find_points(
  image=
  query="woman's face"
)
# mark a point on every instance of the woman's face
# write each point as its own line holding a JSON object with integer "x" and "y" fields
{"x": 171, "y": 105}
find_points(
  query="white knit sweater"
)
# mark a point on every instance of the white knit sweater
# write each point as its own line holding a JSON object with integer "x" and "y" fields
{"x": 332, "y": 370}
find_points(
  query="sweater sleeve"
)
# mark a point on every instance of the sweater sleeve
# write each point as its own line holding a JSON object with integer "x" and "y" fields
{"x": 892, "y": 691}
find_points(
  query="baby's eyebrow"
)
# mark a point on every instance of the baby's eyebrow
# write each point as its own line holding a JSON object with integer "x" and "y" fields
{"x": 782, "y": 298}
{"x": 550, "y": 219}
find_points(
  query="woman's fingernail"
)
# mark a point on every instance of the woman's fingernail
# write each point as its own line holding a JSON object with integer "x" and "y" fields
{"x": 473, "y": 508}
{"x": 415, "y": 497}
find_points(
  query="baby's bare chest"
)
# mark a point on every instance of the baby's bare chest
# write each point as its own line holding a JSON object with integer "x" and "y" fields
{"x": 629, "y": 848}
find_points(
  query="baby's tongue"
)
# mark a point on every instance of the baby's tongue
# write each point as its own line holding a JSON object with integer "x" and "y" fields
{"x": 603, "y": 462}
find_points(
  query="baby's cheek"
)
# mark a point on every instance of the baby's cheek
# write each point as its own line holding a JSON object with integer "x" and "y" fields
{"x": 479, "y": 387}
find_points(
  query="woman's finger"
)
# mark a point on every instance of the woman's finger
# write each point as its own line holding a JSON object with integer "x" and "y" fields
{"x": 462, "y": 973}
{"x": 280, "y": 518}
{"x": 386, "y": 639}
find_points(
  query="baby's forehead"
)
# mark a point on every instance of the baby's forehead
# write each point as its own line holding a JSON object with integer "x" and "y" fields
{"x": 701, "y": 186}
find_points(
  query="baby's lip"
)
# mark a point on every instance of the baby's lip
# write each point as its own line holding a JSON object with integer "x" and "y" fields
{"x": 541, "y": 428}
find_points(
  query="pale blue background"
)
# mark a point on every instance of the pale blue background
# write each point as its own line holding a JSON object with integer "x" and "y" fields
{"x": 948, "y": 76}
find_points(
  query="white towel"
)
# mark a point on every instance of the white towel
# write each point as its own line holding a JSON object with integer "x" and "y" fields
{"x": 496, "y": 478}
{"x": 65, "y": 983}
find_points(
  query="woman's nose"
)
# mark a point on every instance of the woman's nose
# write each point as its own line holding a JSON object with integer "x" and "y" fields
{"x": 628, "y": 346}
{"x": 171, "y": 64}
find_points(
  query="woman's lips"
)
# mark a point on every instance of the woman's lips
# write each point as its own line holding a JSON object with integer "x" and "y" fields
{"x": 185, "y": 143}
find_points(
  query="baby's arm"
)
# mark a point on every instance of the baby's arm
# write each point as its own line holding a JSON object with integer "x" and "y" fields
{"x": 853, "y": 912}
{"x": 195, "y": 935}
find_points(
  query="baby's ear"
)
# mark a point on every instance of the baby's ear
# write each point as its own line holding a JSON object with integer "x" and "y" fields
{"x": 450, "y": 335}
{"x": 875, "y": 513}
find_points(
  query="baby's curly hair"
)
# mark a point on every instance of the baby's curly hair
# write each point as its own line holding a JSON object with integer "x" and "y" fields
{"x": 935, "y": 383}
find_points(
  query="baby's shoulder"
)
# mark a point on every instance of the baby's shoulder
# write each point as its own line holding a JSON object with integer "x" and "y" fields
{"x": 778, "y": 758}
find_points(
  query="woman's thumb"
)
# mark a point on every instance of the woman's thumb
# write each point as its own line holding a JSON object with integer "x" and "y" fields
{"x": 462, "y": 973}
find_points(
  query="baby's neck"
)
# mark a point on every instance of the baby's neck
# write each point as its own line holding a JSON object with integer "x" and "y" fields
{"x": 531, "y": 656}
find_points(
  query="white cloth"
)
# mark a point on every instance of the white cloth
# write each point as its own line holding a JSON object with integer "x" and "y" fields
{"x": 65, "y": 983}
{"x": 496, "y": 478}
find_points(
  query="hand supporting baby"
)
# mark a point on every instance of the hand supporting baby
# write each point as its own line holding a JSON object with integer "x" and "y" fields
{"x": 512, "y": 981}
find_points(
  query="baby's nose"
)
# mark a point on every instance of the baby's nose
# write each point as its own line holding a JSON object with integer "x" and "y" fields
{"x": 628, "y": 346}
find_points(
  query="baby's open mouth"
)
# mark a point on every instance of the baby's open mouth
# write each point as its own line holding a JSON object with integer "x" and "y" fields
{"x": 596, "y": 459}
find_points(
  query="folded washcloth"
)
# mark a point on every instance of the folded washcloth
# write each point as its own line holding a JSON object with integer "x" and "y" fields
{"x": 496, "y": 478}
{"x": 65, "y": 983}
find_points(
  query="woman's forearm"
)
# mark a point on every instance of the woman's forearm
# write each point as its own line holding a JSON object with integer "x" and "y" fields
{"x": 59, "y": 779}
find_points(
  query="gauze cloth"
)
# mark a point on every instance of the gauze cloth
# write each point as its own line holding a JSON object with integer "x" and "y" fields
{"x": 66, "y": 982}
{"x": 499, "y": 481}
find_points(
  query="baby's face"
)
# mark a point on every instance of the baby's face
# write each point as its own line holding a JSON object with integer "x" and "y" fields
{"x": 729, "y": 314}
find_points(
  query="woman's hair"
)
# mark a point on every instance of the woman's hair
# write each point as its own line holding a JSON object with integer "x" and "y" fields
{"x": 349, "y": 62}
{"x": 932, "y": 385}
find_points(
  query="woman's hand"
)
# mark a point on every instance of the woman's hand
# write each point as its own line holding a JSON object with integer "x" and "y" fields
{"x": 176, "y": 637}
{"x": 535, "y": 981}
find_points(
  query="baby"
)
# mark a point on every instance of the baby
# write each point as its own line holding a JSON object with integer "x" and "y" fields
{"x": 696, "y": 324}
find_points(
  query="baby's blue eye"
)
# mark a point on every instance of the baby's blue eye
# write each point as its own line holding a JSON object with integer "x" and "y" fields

▸ **Problem to solve**:
Reproduce each line verbatim.

▸ **Task response**:
find_points(
  image=
  query="woman's face"
)
# mark a point on every instance of the woman's face
# write each point as its own line holding a JSON object with integer "x" and "y" fields
{"x": 171, "y": 105}
find_points(
  query="white knit sweater"
)
# mark a point on every instance of the white knit sweater
# write each point as its own line holding a JSON object with integer "x" and "y" fields
{"x": 332, "y": 370}
find_points(
  query="sweater sleeve"
)
# mark a point on every instance of the sweater sleeve
# write each point as its own line holding a JSON object with integer "x" and "y" fields
{"x": 892, "y": 691}
find_points(
  query="baby's eyebrow"
)
# mark a point on every instance of the baby's eyebrow
# write each point as its own line holding a JSON object with integer "x" and "y" fields
{"x": 782, "y": 298}
{"x": 550, "y": 219}
find_points(
  query="woman's fingernail"
)
# mark a point on every instance of the woman's fingernail
# write each point as its own line holding a JSON object with integer "x" and "y" fields
{"x": 473, "y": 508}
{"x": 415, "y": 497}
find_points(
  query="baby's bare chest"
)
# mark a point on every instance of the baby's bare chest
# write each point as its own line holding a JSON object with integer "x" and "y" fields
{"x": 629, "y": 848}
find_points(
  query="baby's tongue"
)
# mark a point on every instance of the baby's tongue
# write each point as its own line holding a JSON object with integer "x" and "y" fields
{"x": 603, "y": 462}
find_points(
  query="baby's cheek"
)
# mark a point on every instance of the baby's cheek
# write each point as its own line holding a JSON object with integer "x" and "y" fields
{"x": 479, "y": 387}
find_points(
  query="woman's finger"
)
# mark a point on every instance of the woman's finger
# write each point as its own line holding a JSON object with integer "x" and "y" fields
{"x": 462, "y": 973}
{"x": 280, "y": 518}
{"x": 386, "y": 639}
find_points(
  query="baby's forehead"
)
# mark a point on every instance of the baby's forehead
# write each point as its own line holding a JSON object with integer "x" and "y" fields
{"x": 701, "y": 186}
find_points(
  query="baby's lip"
)
# mark a point on every instance of the baby's lip
# write each point as its own line holding a JSON object with integer "x" and "y" fields
{"x": 541, "y": 428}
find_points(
  query="pale blue background"
)
# mark a point on every instance of the pale blue background
# write each point as its own line holding a JSON object with integer "x" and "y" fields
{"x": 948, "y": 76}
find_points(
  query="white towel"
)
# mark a point on every instance of the white towel
# write each point as its own line holding a JSON object with integer "x" and "y" fields
{"x": 496, "y": 478}
{"x": 65, "y": 983}
find_points(
  query="woman's nose"
)
# mark a point on every instance of the woman's nose
# write each point as its own line holding a JSON object with integer "x" and "y" fields
{"x": 628, "y": 346}
{"x": 171, "y": 64}
find_points(
  query="woman's lips"
)
# mark a point on every instance of the woman's lips
# write each point as its own line holding a JSON object with integer "x" and "y" fields
{"x": 185, "y": 143}
find_points(
  query="baby's arm"
)
# mark a point on every instance of the baby's arm
# write each point as its own line holding a JSON object with integer "x" and "y" fields
{"x": 853, "y": 912}
{"x": 195, "y": 935}
find_points(
  query="baby's ear"
)
# mark a point on every instance of the baby's ear
# write each point as its own line holding a JSON object with integer "x" and "y" fields
{"x": 450, "y": 335}
{"x": 875, "y": 513}
find_points(
  query="baby's curly hair"
)
# mark a point on every instance of the baby's curly hair
# write each point as its own line holding a JSON object with integer "x" and "y" fields
{"x": 935, "y": 383}
find_points(
  query="baby's shoulder"
)
# mark a point on every instance of the baby's shoulder
# write each point as its own line holding a JSON object with integer "x" and "y" fields
{"x": 778, "y": 758}
find_points(
  query="woman's thumb"
)
# mark a point on every instance of the woman's thumb
# write each point as its own line holding a JSON object with integer "x" and "y" fields
{"x": 462, "y": 973}
find_points(
  query="baby's neck"
)
# mark a point on every instance of the baby's neck
# write each point as its own line holding a JSON object with integer "x" and "y" fields
{"x": 531, "y": 656}
find_points(
  query="white cloth"
)
# mark a point on every instance of the white cloth
# write each point as its own line holding a JSON object with integer "x" and "y" fields
{"x": 65, "y": 983}
{"x": 496, "y": 478}
find_points(
  query="hand supporting baby"
)
# mark a point on every instance of the hand supporting baby
# write each point as its own line holding a JSON object with integer "x" and "y" fields
{"x": 512, "y": 981}
find_points(
  query="baby's nose"
)
# mark a point on every instance of the baby's nose
# write each point as its own line holding a JSON object with integer "x" and "y" fields
{"x": 628, "y": 346}
find_points(
  query="baby's open mouth"
)
# mark a point on every instance of the baby's open mouth
# write each point as its own line holding a JSON object with integer "x" and "y" fields
{"x": 596, "y": 459}
find_points(
  query="folded washcloth"
)
# mark a point on every instance of the folded washcloth
# write each point as its own line holding a JSON object with integer "x" and "y" fields
{"x": 496, "y": 478}
{"x": 65, "y": 983}
find_points(
  query="woman's forearm"
)
# mark a point on every instance of the woman's forearm
# write each point as its own line holding a JSON object with integer "x" and "y" fields
{"x": 59, "y": 779}
find_points(
  query="gauze cloth"
)
# mark a point on every instance of the gauze cloth
# write each point as its own line holding a JSON object with integer "x" and "y" fields
{"x": 66, "y": 982}
{"x": 499, "y": 481}
find_points(
  query="baby's face"
)
# mark a point on every instance of the baby's face
# write each point as its own line holding a JSON object with integer "x" and "y" fields
{"x": 729, "y": 314}
find_points(
  query="woman's hair"
)
# mark a point on every instance of the woman's hair
# write each point as its own line holding a JSON object with integer "x" and "y" fields
{"x": 349, "y": 62}
{"x": 932, "y": 385}
find_points(
  query="woman's hand"
)
# mark a point on every instance of the woman's hand
# write each point as its own line holding a JSON object with integer "x" and "y" fields
{"x": 176, "y": 637}
{"x": 535, "y": 981}
find_points(
  query="baby"
)
# mark a point on every instance of the baby
# write each point as its own line holding a JSON object with integer "x" and "y" fields
{"x": 696, "y": 324}
find_points(
  query="baby's blue eye"
)
# mark a point on every instance of the baby's blue eye
# write each point as its own line holding a JSON object with integer "x" and "y" fields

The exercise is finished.